• What to produce
From the LDA topic-modeling walkthrough, extract everything from "coherence_lda=coherence_model_lda.get_coherence()" down to "interactive visualisation capabilities.", copying it word for word.

• Source
Let's now build the topic model. We'll define 10 topics to start with. The hyperparameter `alpha` affects sparsity of the document-topic
(theta) distributions, whose default value is 1. Similarly, the hyperparameter `eta` can also be specified, which affects the topic-word distribution's sparsity.



In [None]:
# Build LDA model
lda_model= gensim.models.ldamodel.LdaModel(corpus=corpus,id2word=id2word,num_topics=10,random_state=100,\
                                          update_every=1,chunksize=100,passes=10,alpha='auto',per_word_topics=True)

Let's now print the topics found in the dataset.

In [None]:
# print the 10 topics
lda_model.print_topics()

Let's now evaluate the model using coherence score.

In [None]:
# coherence score
coherence_model_lda=CoherenceModel(model=lda_model,texts=data_lemmatized,dictionary=id2word,coherence='c_v')
coherence_lda=coherence_model_lda.get_coherence()
print('\nCoherence Score:',coherence_lda)

Now lets visualise the topics. The `pyLDAvis` library comes with excellent interactive visualisation capabilities.

In [None]:
# visulaise the topics
pyLDAvis.enable_notebook()
vis=pyLDAvis.gensim.prepare(lda_model,corpus,id2word)
vis

## Hyperparameter Tuning - Number of Topics and Alpha

Let's now tune the two main hyperparameters - number of topics and alpha. The strategy typically used is to tune these parameters such that the coherence score is maximised.

In [None]:
# compute coherence value at various values of alpha and num_topics
def compute_coherence_values(dictionary, corpus, texts, num_topics_range,alpha_range):
    coherence_values=[]
    model_list=[]
    for alpha in alpha_range:
        for num_topics in num_topics_range:
            lda_model= gensim.models.ldamodel.LdaModel(corpus=corpus, id2word=dictionary, alpha=alpha,num_topics=num_topics,\
                                                      per_word_topics=True)
            model_list.append(lda_model)

• Recorded information
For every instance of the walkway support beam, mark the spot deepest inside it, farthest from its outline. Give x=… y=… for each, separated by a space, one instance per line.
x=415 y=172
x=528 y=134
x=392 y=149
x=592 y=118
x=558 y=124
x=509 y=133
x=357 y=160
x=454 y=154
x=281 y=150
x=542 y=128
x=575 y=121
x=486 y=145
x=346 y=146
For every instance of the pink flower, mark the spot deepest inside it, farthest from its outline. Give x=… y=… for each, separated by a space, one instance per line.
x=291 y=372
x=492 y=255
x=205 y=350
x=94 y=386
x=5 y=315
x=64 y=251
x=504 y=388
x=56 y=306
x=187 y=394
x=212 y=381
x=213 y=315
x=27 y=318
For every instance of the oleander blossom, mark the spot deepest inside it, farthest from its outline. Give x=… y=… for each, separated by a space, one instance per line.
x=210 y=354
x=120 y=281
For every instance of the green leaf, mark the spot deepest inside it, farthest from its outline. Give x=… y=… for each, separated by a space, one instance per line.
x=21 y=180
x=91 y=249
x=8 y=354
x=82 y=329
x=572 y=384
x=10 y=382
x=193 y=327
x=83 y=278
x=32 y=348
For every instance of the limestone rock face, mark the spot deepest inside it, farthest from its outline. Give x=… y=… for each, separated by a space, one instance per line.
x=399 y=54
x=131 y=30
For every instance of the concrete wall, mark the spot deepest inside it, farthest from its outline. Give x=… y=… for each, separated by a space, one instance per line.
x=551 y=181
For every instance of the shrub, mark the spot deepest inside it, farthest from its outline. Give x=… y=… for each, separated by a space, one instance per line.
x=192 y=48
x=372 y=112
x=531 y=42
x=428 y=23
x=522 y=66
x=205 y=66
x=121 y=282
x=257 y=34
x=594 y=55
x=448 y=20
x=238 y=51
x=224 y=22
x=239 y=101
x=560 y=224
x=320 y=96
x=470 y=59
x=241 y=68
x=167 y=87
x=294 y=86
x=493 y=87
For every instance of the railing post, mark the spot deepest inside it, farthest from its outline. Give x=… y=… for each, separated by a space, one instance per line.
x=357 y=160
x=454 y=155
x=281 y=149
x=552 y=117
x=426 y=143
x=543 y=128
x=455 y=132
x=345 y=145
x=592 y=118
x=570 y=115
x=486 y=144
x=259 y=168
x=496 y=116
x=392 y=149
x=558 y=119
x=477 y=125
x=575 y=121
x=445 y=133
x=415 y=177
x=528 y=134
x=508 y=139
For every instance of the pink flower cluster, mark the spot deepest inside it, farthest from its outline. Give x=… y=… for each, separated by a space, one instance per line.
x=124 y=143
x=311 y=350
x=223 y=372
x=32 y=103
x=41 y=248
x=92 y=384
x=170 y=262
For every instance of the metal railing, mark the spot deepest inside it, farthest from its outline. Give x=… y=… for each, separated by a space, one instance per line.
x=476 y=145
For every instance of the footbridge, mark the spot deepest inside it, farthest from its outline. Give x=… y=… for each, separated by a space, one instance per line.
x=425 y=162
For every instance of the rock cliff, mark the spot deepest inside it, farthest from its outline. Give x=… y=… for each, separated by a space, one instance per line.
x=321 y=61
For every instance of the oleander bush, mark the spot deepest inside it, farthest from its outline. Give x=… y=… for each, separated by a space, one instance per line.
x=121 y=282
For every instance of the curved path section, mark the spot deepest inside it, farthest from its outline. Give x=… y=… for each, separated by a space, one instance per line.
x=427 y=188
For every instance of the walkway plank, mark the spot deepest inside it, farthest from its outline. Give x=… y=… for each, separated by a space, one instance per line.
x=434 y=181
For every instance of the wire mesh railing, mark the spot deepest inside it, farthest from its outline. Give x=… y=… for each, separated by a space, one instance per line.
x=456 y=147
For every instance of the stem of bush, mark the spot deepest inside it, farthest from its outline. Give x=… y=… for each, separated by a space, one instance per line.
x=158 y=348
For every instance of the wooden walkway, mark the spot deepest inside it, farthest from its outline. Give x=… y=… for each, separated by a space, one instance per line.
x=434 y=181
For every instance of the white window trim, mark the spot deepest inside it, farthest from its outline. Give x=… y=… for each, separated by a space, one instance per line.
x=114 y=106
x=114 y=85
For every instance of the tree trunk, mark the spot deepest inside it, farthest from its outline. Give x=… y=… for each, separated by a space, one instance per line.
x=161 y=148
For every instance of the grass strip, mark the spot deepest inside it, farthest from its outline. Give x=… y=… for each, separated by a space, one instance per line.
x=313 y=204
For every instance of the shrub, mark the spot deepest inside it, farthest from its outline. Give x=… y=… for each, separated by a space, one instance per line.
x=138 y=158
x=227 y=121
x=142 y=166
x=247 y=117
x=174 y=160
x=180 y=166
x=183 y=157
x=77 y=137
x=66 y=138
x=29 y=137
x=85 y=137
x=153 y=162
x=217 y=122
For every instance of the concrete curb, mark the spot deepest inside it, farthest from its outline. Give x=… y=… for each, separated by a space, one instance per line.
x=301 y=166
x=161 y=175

• Solution for this problem
coherence_lda=coherence_model_lda.get_coherence()
print('\nCoherence Score:',coherence_lda)

Now lets visualise the topics. The `pyLDAvis` library comes with excellent interactive visualisation capabilities.